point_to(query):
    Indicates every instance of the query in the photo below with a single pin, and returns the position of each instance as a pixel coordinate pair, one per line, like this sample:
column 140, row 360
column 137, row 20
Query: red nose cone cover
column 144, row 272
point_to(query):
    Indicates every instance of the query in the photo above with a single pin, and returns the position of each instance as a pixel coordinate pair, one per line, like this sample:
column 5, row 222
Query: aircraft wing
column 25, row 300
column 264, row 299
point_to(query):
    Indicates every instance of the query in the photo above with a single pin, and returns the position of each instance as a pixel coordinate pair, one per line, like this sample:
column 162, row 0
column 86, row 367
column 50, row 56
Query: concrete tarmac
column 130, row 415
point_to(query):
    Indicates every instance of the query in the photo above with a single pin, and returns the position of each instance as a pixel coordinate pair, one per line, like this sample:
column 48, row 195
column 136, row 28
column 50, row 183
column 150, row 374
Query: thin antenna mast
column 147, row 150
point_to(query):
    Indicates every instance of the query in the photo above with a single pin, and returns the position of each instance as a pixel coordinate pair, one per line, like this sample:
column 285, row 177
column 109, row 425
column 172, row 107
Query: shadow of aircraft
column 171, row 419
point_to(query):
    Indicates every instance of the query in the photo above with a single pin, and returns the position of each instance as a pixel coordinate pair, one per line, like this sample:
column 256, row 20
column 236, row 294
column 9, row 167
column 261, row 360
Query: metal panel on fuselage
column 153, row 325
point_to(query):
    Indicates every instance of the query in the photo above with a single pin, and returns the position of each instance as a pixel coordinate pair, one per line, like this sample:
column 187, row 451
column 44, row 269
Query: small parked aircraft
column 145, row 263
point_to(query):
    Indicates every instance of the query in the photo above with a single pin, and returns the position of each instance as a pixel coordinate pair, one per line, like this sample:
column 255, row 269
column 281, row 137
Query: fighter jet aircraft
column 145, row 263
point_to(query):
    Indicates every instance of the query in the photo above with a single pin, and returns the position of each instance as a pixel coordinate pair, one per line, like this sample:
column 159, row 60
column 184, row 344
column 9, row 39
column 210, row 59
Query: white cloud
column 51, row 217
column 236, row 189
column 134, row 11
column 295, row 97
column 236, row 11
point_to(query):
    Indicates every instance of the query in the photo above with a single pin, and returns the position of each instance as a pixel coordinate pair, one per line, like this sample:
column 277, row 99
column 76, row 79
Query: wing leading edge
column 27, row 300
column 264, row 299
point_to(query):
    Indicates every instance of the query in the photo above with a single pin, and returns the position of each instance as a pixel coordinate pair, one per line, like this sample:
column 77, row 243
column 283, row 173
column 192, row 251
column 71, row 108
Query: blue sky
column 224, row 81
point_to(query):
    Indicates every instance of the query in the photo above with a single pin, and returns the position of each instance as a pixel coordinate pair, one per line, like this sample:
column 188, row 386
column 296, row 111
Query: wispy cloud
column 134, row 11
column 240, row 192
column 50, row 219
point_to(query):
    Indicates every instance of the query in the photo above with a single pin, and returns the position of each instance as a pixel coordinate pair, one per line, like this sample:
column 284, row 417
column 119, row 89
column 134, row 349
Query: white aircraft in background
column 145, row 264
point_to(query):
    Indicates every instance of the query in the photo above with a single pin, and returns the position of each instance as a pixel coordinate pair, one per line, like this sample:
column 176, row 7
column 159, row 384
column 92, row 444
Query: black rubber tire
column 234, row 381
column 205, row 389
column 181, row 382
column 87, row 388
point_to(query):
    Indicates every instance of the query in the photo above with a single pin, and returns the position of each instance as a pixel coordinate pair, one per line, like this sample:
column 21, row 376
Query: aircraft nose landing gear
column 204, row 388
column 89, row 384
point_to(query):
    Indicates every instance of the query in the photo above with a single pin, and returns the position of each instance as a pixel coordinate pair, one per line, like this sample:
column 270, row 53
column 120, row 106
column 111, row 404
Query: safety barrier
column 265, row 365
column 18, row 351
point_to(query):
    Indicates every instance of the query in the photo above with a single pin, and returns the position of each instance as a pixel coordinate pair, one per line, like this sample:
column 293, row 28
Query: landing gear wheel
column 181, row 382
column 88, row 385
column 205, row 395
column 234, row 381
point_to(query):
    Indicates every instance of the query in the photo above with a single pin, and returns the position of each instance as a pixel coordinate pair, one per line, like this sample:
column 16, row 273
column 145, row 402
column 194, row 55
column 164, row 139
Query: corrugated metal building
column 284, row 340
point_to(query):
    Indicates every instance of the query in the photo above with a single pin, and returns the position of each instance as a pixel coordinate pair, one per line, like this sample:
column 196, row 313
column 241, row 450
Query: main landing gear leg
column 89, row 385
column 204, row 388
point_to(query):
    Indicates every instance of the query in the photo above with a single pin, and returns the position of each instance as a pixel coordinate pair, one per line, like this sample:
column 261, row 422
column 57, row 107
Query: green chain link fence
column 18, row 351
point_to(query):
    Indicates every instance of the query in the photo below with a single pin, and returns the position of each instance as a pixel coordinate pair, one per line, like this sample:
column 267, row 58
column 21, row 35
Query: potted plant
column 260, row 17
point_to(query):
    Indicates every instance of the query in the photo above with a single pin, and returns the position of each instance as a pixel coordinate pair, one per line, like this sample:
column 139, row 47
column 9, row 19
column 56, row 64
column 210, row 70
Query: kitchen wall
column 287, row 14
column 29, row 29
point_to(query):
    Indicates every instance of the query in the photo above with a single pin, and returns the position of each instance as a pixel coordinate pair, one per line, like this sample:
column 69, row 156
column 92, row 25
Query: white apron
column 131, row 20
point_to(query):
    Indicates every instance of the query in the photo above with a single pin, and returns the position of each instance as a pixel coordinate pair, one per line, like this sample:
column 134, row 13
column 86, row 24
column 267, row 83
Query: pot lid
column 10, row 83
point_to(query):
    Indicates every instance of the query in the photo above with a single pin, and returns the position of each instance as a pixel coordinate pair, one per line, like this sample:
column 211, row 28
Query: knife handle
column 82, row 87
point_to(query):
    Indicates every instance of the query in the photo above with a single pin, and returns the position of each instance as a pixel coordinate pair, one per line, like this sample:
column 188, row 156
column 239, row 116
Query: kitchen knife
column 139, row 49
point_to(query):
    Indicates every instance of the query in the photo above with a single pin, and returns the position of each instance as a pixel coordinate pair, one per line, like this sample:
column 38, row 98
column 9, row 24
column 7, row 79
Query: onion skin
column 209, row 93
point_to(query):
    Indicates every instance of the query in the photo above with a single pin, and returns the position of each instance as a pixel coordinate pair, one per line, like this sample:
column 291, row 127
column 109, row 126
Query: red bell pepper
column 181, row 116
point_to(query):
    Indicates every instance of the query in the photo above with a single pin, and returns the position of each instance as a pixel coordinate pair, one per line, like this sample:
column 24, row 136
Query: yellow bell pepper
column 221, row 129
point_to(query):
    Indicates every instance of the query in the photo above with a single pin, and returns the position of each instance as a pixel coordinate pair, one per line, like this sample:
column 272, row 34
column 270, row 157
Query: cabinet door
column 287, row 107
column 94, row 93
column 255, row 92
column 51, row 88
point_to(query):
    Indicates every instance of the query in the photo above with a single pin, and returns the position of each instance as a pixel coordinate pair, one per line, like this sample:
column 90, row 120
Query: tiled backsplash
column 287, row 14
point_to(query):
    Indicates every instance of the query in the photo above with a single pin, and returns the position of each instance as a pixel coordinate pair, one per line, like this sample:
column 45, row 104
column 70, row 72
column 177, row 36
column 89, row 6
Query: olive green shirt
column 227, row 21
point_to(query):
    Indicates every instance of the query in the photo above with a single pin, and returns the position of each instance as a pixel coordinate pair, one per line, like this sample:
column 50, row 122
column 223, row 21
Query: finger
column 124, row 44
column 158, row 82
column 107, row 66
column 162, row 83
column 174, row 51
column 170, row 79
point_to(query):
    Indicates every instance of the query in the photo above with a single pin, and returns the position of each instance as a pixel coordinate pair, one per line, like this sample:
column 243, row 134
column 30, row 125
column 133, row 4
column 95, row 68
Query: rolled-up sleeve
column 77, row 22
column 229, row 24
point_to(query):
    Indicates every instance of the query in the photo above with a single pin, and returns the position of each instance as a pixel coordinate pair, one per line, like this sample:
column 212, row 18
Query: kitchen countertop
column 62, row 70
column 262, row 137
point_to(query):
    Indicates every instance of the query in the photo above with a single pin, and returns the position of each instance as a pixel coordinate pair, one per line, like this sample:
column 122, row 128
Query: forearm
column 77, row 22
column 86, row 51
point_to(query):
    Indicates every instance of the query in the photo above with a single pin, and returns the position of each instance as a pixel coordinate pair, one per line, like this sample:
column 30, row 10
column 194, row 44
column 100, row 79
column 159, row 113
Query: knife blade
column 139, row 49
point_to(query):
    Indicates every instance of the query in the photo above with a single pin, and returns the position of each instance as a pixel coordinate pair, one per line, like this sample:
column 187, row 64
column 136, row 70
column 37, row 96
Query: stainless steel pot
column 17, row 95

┄┄┄┄┄┄

### TASK TO CARRY OUT
Pick out every line of the material above that contains the word "pepper" and copy each one. Case matters.

### EXERCISE RESPONSE
Query: red bell pepper
Query: yellow bell pepper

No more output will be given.